▼▼▼
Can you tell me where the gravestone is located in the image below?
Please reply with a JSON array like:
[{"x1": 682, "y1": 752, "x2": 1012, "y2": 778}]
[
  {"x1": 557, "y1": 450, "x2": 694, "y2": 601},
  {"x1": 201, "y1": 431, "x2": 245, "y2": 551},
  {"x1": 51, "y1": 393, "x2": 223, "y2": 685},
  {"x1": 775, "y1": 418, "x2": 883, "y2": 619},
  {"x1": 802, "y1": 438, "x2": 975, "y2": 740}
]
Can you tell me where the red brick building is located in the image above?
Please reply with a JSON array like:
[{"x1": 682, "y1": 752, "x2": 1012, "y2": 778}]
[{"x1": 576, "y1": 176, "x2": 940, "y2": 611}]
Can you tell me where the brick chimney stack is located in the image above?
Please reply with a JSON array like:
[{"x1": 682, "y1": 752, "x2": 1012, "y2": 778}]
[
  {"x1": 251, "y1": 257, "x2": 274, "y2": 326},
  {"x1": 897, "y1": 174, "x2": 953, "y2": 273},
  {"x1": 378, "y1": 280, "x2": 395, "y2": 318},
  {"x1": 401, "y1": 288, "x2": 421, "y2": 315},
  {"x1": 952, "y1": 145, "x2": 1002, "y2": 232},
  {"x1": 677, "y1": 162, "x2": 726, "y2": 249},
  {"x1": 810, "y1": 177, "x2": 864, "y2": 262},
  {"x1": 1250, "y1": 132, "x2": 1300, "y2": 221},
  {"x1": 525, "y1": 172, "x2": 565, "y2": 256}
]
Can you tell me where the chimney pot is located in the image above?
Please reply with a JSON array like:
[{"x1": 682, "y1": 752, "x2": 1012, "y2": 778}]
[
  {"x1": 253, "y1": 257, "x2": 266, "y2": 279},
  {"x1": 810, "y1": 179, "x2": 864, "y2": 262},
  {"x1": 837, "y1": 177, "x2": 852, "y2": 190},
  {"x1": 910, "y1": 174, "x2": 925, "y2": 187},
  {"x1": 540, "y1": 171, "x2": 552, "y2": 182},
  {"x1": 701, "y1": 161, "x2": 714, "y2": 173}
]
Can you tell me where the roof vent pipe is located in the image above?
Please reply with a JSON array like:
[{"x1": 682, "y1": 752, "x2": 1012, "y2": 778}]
▲▲▲
### REQUIRED WORK
Please reproduce all of the entries exactly as they stand.

### EXERCISE RESULT
Can you tell me where the gravestone is located in the image below?
Please reply with a JSON array like:
[{"x1": 682, "y1": 752, "x2": 1012, "y2": 778}]
[
  {"x1": 557, "y1": 450, "x2": 694, "y2": 601},
  {"x1": 201, "y1": 431, "x2": 245, "y2": 551},
  {"x1": 51, "y1": 393, "x2": 223, "y2": 685},
  {"x1": 775, "y1": 418, "x2": 883, "y2": 619},
  {"x1": 802, "y1": 438, "x2": 975, "y2": 740}
]
Can you tell me where the red brick building is located in the image above?
Please reply with a JSON array like:
[{"x1": 682, "y1": 752, "x2": 1012, "y2": 778}]
[{"x1": 576, "y1": 176, "x2": 940, "y2": 611}]
Can you tell me where the brick chimney stack is located in the image above?
Please reply with a JSON array like:
[{"x1": 682, "y1": 752, "x2": 1012, "y2": 778}]
[
  {"x1": 251, "y1": 257, "x2": 274, "y2": 326},
  {"x1": 897, "y1": 174, "x2": 953, "y2": 273},
  {"x1": 378, "y1": 280, "x2": 395, "y2": 318},
  {"x1": 401, "y1": 288, "x2": 421, "y2": 315},
  {"x1": 952, "y1": 145, "x2": 1002, "y2": 232},
  {"x1": 677, "y1": 162, "x2": 726, "y2": 249},
  {"x1": 810, "y1": 177, "x2": 864, "y2": 262},
  {"x1": 1250, "y1": 132, "x2": 1300, "y2": 221},
  {"x1": 525, "y1": 172, "x2": 565, "y2": 256}
]
Can you tell me where the chimney pot is located in the image above?
Please reply with a JSON array like:
[{"x1": 682, "y1": 752, "x2": 1012, "y2": 778}]
[
  {"x1": 253, "y1": 257, "x2": 266, "y2": 279},
  {"x1": 810, "y1": 179, "x2": 864, "y2": 262},
  {"x1": 837, "y1": 177, "x2": 852, "y2": 190},
  {"x1": 910, "y1": 174, "x2": 925, "y2": 187},
  {"x1": 540, "y1": 171, "x2": 552, "y2": 182},
  {"x1": 701, "y1": 161, "x2": 714, "y2": 173}
]
Can you tell me where the roof vent pipe is located in the image above?
Please reply with a JSON array like:
[{"x1": 682, "y1": 752, "x2": 1012, "y2": 778}]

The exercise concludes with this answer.